### Records shown
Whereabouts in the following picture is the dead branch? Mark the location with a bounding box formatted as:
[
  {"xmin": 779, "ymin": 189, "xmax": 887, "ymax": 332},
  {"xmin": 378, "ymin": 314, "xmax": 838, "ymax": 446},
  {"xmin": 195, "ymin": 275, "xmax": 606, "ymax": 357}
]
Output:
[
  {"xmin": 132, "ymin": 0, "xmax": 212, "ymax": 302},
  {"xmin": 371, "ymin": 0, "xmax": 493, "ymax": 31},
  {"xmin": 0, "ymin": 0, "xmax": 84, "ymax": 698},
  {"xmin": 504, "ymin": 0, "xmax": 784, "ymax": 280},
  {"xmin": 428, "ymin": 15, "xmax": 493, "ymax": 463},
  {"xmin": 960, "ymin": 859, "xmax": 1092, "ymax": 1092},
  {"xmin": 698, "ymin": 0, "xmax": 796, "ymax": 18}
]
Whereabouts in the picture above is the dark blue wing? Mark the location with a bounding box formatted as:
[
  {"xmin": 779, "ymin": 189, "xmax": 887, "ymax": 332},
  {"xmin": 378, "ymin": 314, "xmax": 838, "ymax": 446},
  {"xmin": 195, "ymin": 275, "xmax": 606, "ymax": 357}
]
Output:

### Exercise aim
Print all of the items above again, reproducing each one word for word.

### Exercise response
Whereabouts in the following picture is the dead branch? Mark the location with a bounding box formatted as:
[
  {"xmin": 779, "ymin": 189, "xmax": 887, "ymax": 332},
  {"xmin": 378, "ymin": 314, "xmax": 838, "ymax": 446},
  {"xmin": 195, "ymin": 275, "xmax": 606, "ymax": 357}
]
Output:
[
  {"xmin": 132, "ymin": 0, "xmax": 212, "ymax": 302},
  {"xmin": 371, "ymin": 0, "xmax": 493, "ymax": 31},
  {"xmin": 0, "ymin": 0, "xmax": 84, "ymax": 698},
  {"xmin": 504, "ymin": 0, "xmax": 784, "ymax": 280},
  {"xmin": 428, "ymin": 15, "xmax": 493, "ymax": 463},
  {"xmin": 960, "ymin": 859, "xmax": 1092, "ymax": 1092},
  {"xmin": 698, "ymin": 0, "xmax": 796, "ymax": 18}
]
Whereabouts in the picture above is the dark blue wing? Mark the location with a bounding box formatted as:
[
  {"xmin": 779, "ymin": 189, "xmax": 887, "ymax": 332},
  {"xmin": 378, "ymin": 314, "xmax": 838, "ymax": 446},
  {"xmin": 195, "ymin": 275, "xmax": 606, "ymax": 357}
]
Output:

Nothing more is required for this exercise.